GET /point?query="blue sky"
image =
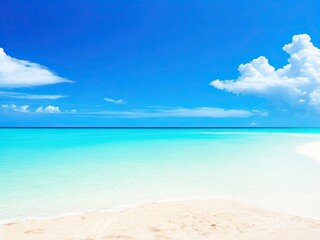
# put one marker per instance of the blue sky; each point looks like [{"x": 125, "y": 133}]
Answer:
[{"x": 159, "y": 63}]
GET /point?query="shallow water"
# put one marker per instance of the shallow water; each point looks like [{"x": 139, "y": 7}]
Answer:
[{"x": 48, "y": 172}]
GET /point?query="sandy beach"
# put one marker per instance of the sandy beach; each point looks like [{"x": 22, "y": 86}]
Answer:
[{"x": 192, "y": 219}]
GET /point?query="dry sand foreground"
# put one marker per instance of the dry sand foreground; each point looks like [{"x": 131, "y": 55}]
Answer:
[{"x": 194, "y": 219}]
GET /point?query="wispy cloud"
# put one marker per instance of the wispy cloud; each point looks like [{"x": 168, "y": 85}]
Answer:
[
  {"x": 24, "y": 108},
  {"x": 297, "y": 83},
  {"x": 48, "y": 109},
  {"x": 201, "y": 112},
  {"x": 119, "y": 101},
  {"x": 15, "y": 73},
  {"x": 29, "y": 96}
]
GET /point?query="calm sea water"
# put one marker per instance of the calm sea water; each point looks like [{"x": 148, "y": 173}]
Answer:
[{"x": 47, "y": 172}]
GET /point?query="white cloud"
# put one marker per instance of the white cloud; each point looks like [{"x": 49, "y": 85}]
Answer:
[
  {"x": 297, "y": 83},
  {"x": 201, "y": 112},
  {"x": 13, "y": 107},
  {"x": 15, "y": 73},
  {"x": 24, "y": 108},
  {"x": 29, "y": 96},
  {"x": 48, "y": 109},
  {"x": 120, "y": 101}
]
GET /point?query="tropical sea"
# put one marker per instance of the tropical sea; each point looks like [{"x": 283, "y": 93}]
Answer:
[{"x": 53, "y": 171}]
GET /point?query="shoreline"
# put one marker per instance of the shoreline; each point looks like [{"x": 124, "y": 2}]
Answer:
[
  {"x": 121, "y": 208},
  {"x": 181, "y": 219}
]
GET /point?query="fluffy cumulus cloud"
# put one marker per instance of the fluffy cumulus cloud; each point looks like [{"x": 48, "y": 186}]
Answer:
[
  {"x": 297, "y": 83},
  {"x": 15, "y": 73},
  {"x": 119, "y": 101},
  {"x": 48, "y": 109},
  {"x": 35, "y": 110}
]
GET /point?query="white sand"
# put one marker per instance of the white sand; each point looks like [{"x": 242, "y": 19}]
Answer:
[
  {"x": 311, "y": 150},
  {"x": 194, "y": 219}
]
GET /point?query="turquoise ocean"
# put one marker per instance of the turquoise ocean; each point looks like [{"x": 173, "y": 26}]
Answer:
[{"x": 50, "y": 172}]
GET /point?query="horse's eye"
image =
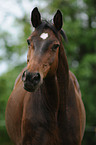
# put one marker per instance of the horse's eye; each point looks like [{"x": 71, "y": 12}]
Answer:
[
  {"x": 55, "y": 46},
  {"x": 28, "y": 41}
]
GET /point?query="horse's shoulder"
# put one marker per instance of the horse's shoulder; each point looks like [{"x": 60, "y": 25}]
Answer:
[
  {"x": 75, "y": 82},
  {"x": 19, "y": 78}
]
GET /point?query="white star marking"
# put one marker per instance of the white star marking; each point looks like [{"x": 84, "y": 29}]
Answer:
[{"x": 44, "y": 36}]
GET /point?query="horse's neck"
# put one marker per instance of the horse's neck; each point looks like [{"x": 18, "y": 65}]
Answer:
[
  {"x": 63, "y": 77},
  {"x": 51, "y": 93}
]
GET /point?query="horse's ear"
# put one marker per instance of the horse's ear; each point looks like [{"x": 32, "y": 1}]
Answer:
[
  {"x": 35, "y": 17},
  {"x": 58, "y": 21}
]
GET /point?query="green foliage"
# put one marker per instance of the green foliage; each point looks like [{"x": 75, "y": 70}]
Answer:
[{"x": 80, "y": 27}]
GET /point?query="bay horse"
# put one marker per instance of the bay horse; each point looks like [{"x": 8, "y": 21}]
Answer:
[{"x": 45, "y": 106}]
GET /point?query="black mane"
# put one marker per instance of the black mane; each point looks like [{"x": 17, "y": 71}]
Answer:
[{"x": 49, "y": 25}]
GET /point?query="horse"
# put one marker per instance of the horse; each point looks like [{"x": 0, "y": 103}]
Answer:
[{"x": 45, "y": 106}]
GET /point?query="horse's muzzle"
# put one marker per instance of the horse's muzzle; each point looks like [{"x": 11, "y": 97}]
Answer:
[{"x": 31, "y": 80}]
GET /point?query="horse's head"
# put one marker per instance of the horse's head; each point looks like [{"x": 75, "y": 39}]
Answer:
[{"x": 44, "y": 44}]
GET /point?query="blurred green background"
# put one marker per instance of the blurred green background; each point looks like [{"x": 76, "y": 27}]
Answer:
____________
GOAL OF THE EXERCISE -> Exact repetition required: repeat the first line of the listing above, the line containing "# put one marker per instance of the sandy", and every line between, leaving out pictures.

EXPECTED ANSWER ->
GET /point?query="blue sky"
image =
# put one marker per instance of the blue sky; each point looks like [{"x": 125, "y": 133}]
Answer:
[{"x": 159, "y": 63}]
GET /point?query="shallow water"
# put one marker per instance of the shallow water; each point looks like [{"x": 139, "y": 7}]
Answer:
[{"x": 48, "y": 172}]
GET /point?query="sandy beach"
# put one marker per instance of the sandy beach; each point looks like [{"x": 22, "y": 86}]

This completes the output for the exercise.